** BEGIN **
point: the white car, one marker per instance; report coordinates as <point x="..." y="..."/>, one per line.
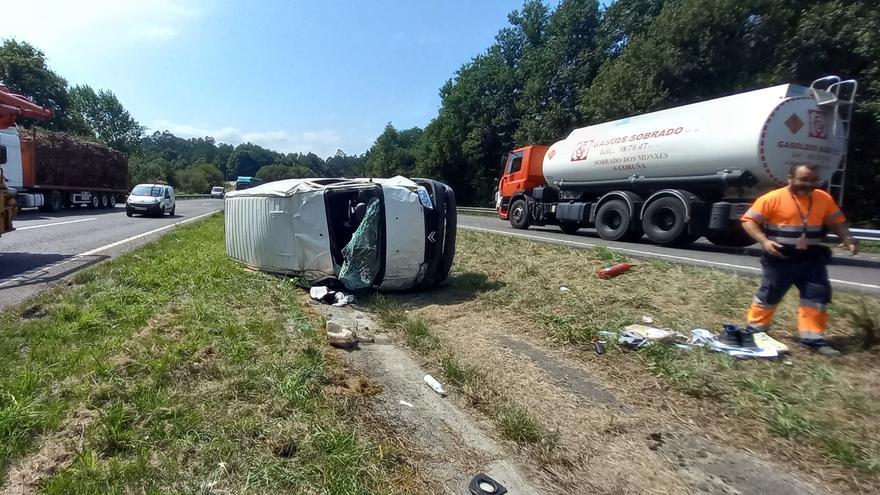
<point x="387" y="234"/>
<point x="151" y="199"/>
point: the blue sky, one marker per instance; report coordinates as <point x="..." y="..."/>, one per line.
<point x="299" y="75"/>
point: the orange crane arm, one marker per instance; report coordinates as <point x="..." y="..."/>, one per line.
<point x="13" y="106"/>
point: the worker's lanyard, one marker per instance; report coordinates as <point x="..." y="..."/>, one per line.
<point x="805" y="219"/>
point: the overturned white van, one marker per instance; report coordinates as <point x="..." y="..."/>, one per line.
<point x="387" y="234"/>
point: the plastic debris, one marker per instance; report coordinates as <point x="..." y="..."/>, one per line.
<point x="613" y="271"/>
<point x="655" y="334"/>
<point x="482" y="484"/>
<point x="339" y="335"/>
<point x="343" y="299"/>
<point x="703" y="337"/>
<point x="434" y="384"/>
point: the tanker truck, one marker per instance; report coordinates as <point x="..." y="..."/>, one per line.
<point x="679" y="174"/>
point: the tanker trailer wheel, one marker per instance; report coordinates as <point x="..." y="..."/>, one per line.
<point x="732" y="237"/>
<point x="56" y="202"/>
<point x="570" y="227"/>
<point x="614" y="222"/>
<point x="664" y="222"/>
<point x="519" y="214"/>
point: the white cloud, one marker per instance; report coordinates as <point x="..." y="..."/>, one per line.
<point x="322" y="142"/>
<point x="60" y="26"/>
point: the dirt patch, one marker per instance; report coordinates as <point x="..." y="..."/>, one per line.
<point x="451" y="446"/>
<point x="646" y="447"/>
<point x="56" y="452"/>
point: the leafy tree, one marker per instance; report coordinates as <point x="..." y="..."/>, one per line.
<point x="106" y="116"/>
<point x="24" y="70"/>
<point x="393" y="153"/>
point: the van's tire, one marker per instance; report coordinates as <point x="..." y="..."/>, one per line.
<point x="570" y="227"/>
<point x="614" y="222"/>
<point x="664" y="222"/>
<point x="519" y="214"/>
<point x="55" y="202"/>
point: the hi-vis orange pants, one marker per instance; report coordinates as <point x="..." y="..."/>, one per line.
<point x="810" y="275"/>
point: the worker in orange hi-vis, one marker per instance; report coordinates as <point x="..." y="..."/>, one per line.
<point x="790" y="223"/>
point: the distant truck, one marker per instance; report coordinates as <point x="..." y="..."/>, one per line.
<point x="682" y="173"/>
<point x="51" y="170"/>
<point x="246" y="182"/>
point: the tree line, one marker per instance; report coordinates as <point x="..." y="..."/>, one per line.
<point x="549" y="71"/>
<point x="552" y="70"/>
<point x="191" y="165"/>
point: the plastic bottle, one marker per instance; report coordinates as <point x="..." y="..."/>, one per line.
<point x="613" y="271"/>
<point x="434" y="384"/>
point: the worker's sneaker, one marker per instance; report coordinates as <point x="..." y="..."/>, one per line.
<point x="819" y="346"/>
<point x="730" y="336"/>
<point x="747" y="337"/>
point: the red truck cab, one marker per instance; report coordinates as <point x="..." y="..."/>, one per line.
<point x="523" y="170"/>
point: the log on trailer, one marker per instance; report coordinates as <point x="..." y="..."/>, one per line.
<point x="58" y="160"/>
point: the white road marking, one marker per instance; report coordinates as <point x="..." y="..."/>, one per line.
<point x="129" y="239"/>
<point x="56" y="223"/>
<point x="79" y="256"/>
<point x="647" y="253"/>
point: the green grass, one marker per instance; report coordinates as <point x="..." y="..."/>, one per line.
<point x="513" y="422"/>
<point x="825" y="405"/>
<point x="193" y="376"/>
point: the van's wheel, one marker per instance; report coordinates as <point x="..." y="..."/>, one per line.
<point x="614" y="222"/>
<point x="664" y="222"/>
<point x="56" y="202"/>
<point x="570" y="227"/>
<point x="519" y="214"/>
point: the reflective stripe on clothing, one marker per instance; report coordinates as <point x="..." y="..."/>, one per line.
<point x="811" y="241"/>
<point x="811" y="320"/>
<point x="780" y="209"/>
<point x="834" y="218"/>
<point x="754" y="215"/>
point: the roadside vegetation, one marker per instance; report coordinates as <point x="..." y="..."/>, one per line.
<point x="813" y="409"/>
<point x="172" y="370"/>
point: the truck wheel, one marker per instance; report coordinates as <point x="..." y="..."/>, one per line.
<point x="56" y="202"/>
<point x="570" y="227"/>
<point x="519" y="214"/>
<point x="664" y="222"/>
<point x="614" y="222"/>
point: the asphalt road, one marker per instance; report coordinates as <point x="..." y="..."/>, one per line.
<point x="46" y="247"/>
<point x="860" y="273"/>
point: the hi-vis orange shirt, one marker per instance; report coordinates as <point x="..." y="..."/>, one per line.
<point x="786" y="217"/>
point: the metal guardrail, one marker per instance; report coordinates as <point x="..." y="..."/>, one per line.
<point x="860" y="234"/>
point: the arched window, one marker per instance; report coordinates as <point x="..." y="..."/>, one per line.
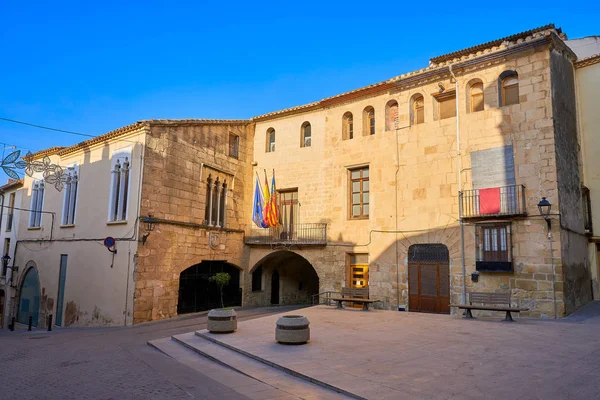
** END **
Task objective:
Pick out each line in the material above that contains the string "plastic", and copy those lines in full.

Answer to this task:
point: the plastic debris, one marker per instance; report coordinates as <point x="..." y="..."/>, one per line.
point: the plastic bottle, one marker per instance; report coordinates as <point x="..." y="..."/>, one per line.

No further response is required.